Copy out the data below as written; omit any images.

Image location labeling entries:
====
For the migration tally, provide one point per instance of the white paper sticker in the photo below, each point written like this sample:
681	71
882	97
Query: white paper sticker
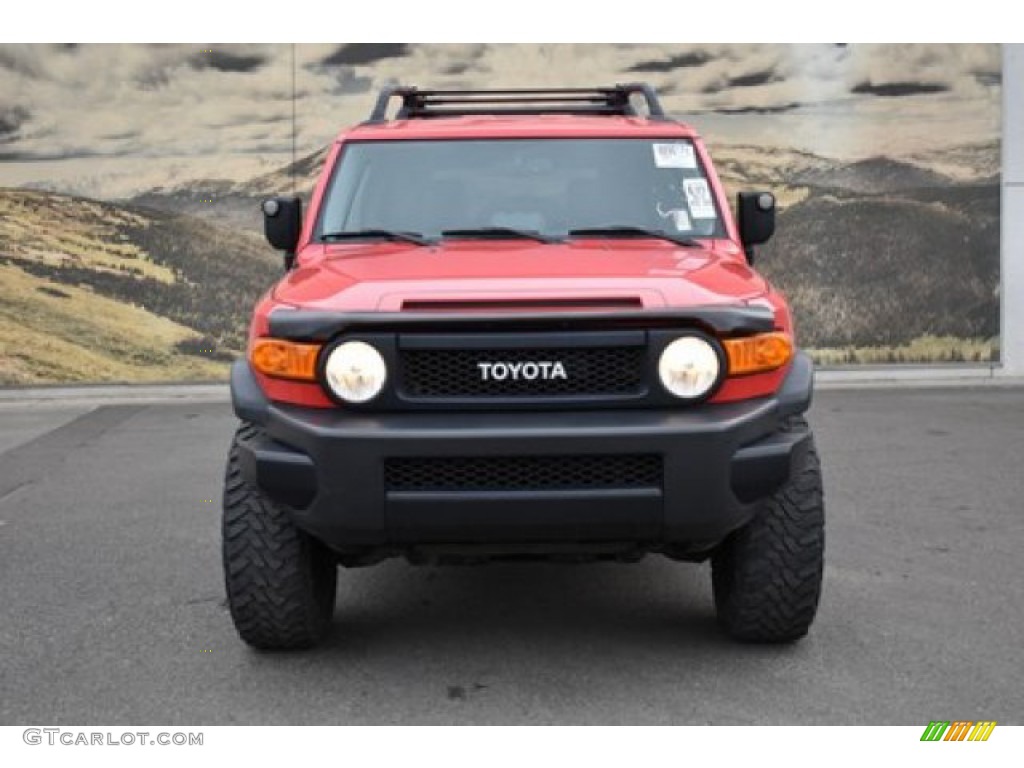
675	156
698	199
682	220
====
_ANSWER_:
For the migration tally, provide one point per instance of the white paper sticker in the photo below, each point written like this sample:
681	71
882	97
Query: white paper sticker
675	156
698	199
682	220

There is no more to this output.